## WRITTEN INSTRUCTION:
Echo the lines below verbatim, from the line containing "Target: cream spot on wing" through the line containing "82), (170, 85)]", both included, and nothing else.
:::::
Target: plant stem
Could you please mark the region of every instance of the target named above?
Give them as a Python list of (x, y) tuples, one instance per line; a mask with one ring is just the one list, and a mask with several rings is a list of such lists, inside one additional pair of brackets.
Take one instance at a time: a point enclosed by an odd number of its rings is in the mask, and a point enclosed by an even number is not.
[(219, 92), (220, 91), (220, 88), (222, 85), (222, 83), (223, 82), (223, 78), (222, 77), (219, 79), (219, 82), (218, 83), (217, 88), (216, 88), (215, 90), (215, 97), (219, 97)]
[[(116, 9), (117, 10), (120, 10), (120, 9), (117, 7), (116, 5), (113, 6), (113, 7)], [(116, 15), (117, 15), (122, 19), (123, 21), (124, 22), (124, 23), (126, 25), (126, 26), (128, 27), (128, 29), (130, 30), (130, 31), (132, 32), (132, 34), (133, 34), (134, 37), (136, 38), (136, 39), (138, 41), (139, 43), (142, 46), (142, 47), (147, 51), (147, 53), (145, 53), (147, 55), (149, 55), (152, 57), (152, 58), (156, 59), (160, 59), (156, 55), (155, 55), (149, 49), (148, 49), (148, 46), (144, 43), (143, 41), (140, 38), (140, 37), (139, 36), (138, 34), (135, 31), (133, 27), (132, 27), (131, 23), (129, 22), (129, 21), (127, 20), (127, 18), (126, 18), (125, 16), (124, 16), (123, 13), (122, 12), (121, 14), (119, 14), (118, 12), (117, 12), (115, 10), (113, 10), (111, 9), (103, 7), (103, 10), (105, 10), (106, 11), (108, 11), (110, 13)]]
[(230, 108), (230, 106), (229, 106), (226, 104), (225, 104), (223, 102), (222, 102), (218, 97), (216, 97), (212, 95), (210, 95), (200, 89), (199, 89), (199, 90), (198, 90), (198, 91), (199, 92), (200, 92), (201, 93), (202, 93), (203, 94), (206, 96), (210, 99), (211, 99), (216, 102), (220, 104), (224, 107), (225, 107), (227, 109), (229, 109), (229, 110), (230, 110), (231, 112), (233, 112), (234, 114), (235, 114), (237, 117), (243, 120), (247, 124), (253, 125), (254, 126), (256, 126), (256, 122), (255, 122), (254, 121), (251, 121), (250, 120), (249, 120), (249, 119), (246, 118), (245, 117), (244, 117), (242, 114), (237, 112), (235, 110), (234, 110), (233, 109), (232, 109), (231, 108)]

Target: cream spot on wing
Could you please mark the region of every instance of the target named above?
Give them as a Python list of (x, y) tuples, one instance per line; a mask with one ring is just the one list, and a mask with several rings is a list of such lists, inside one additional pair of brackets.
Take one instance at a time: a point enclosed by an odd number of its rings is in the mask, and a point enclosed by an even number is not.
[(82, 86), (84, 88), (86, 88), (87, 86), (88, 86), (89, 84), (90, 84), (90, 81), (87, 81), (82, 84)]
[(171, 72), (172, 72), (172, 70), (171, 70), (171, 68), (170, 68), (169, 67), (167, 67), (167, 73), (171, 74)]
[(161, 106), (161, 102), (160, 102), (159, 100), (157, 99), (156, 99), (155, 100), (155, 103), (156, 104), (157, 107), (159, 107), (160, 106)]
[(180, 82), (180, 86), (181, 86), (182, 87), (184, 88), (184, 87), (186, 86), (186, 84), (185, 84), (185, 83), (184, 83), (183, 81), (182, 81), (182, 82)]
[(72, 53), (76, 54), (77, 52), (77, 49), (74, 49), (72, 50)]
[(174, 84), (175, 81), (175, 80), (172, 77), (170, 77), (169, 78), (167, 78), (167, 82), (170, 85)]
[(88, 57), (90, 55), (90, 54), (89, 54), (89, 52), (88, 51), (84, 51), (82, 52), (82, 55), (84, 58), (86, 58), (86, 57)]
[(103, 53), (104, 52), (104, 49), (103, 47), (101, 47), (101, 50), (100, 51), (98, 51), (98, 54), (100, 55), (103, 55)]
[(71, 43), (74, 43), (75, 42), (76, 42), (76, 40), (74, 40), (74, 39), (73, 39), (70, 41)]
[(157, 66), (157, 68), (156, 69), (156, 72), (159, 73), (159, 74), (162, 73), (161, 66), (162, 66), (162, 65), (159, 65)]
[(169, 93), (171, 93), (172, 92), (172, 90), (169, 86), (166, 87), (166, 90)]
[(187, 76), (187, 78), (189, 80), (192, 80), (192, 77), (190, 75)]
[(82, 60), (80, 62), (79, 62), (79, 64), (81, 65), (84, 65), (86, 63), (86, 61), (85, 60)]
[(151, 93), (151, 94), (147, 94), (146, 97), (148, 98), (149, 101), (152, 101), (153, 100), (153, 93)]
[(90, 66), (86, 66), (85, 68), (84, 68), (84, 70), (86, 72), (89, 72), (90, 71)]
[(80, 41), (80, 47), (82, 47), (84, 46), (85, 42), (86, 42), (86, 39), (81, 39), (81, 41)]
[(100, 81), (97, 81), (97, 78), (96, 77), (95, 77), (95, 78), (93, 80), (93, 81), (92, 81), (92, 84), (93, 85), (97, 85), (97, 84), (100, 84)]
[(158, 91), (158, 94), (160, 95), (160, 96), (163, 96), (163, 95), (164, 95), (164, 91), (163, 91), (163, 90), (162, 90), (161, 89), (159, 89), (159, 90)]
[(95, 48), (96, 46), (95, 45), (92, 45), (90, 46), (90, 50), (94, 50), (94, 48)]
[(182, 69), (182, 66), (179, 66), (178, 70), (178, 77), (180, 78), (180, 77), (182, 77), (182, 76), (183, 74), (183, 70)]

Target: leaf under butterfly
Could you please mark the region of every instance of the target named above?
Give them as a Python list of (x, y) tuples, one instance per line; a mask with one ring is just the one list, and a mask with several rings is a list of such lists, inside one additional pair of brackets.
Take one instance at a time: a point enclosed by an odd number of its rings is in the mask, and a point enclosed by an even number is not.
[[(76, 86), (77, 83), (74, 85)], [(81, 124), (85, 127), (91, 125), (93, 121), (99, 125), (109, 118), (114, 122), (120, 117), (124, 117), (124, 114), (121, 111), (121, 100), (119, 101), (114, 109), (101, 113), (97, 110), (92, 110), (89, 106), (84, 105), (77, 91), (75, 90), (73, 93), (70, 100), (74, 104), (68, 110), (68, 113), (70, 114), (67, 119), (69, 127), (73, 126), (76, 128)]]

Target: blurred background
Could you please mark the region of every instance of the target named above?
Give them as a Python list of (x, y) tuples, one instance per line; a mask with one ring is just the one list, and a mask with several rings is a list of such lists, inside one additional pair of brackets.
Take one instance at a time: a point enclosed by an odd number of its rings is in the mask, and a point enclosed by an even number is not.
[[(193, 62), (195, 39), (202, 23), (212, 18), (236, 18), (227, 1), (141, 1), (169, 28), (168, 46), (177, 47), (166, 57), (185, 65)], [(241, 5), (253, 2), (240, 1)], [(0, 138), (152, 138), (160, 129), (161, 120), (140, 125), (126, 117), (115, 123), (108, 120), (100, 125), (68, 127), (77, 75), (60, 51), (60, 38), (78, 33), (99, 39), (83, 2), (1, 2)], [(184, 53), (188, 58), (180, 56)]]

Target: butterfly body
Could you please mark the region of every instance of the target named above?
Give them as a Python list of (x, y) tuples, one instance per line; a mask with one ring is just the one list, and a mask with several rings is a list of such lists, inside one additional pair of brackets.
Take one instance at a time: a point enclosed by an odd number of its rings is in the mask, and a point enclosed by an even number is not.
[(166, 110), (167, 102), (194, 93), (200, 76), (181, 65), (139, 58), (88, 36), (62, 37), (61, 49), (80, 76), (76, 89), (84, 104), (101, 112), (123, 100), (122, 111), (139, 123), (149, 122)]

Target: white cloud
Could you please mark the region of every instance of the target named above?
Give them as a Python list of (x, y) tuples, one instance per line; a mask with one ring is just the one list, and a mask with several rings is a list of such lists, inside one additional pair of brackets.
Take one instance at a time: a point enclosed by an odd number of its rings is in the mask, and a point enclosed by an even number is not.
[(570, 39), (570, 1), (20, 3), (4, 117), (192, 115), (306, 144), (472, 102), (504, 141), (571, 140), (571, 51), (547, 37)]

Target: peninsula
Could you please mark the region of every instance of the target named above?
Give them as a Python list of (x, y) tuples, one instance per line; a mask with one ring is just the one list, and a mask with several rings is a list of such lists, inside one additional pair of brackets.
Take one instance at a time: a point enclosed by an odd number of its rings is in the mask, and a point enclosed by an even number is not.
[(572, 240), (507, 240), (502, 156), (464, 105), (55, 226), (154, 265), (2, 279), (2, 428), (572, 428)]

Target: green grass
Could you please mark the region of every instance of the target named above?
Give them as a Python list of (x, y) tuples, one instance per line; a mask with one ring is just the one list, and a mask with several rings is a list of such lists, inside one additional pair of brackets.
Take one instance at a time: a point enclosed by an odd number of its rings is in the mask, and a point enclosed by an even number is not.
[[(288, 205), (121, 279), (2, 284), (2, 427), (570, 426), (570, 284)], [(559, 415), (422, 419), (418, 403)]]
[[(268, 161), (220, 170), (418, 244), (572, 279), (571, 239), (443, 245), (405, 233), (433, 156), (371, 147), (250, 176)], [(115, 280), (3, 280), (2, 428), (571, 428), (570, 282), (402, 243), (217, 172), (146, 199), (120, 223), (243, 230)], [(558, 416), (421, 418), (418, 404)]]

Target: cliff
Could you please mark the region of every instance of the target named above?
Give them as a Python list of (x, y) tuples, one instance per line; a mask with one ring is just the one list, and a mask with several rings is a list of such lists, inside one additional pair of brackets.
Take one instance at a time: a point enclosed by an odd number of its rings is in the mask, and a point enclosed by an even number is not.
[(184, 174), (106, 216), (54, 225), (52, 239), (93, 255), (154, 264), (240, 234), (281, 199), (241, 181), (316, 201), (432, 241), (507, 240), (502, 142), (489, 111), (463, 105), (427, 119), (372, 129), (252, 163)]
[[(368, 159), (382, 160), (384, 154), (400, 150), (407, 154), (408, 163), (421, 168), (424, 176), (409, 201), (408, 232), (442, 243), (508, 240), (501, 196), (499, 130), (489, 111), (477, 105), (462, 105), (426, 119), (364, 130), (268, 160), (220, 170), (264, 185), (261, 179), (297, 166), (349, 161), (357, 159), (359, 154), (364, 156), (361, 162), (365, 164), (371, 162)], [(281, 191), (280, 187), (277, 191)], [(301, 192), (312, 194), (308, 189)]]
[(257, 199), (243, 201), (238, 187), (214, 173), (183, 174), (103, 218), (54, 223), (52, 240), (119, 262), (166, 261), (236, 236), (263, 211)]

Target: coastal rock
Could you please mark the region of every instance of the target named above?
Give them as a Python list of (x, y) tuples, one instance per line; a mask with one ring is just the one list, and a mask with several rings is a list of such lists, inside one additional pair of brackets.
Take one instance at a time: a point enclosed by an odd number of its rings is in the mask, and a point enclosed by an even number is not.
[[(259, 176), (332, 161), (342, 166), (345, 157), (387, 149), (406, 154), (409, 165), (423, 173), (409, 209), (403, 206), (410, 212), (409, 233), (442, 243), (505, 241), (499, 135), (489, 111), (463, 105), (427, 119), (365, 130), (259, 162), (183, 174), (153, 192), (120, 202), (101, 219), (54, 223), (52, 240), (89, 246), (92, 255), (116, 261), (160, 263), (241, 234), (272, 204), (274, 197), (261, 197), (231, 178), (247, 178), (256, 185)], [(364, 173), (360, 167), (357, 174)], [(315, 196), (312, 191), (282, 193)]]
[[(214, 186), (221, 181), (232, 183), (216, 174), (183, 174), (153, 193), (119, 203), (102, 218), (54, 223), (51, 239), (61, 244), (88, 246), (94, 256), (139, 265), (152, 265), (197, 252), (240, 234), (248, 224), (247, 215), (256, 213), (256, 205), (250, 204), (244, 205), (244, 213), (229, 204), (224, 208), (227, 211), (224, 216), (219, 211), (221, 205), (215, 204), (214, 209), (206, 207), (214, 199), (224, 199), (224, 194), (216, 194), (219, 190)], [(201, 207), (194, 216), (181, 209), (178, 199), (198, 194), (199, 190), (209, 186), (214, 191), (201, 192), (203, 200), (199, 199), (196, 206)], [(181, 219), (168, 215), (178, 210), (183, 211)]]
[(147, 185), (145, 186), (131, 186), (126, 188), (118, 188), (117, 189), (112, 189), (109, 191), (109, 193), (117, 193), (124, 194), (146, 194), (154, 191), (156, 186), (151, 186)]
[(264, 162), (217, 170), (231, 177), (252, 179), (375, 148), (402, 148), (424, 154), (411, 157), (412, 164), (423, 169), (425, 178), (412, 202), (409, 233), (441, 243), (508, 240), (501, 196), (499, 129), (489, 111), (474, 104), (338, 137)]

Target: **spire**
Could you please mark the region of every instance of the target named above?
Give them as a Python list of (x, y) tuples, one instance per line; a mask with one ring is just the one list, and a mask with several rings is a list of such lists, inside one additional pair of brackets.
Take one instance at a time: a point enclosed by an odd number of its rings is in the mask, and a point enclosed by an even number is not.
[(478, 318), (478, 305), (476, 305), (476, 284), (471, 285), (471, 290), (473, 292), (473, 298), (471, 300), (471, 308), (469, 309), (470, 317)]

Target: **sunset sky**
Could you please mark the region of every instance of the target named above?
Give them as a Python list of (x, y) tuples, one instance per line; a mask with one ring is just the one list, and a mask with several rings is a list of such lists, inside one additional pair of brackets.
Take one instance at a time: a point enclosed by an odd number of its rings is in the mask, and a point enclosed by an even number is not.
:::::
## TASK SOLUTION:
Target: cream spot on wing
Could you please mark the region of every instance of the target named above?
Give them as a Python list of (x, y) tuples, one instance per line; a mask with one ring is just the one list, and a mask with several rings is a list of such lists, inside one additional pair of brackets.
Take one instance at a time: a point enclosed by an odd number of its rings is in the mask, and a point enclosed by an even number is not.
[(82, 86), (84, 88), (86, 88), (87, 86), (88, 86), (89, 84), (90, 84), (90, 81), (87, 81), (82, 84)]
[(171, 72), (172, 72), (172, 70), (171, 70), (171, 68), (170, 68), (169, 67), (167, 67), (167, 73), (171, 74)]
[(161, 106), (161, 102), (160, 102), (159, 100), (157, 99), (156, 99), (155, 100), (155, 103), (156, 104), (157, 107), (159, 107), (160, 106)]
[(180, 82), (180, 86), (181, 86), (182, 87), (184, 88), (184, 87), (186, 86), (186, 84), (185, 84), (185, 83), (184, 83), (183, 81), (182, 81), (182, 82)]
[(72, 53), (76, 54), (77, 52), (77, 49), (74, 49), (72, 50)]
[(174, 84), (175, 81), (175, 80), (172, 77), (170, 77), (169, 78), (167, 78), (167, 82), (170, 85)]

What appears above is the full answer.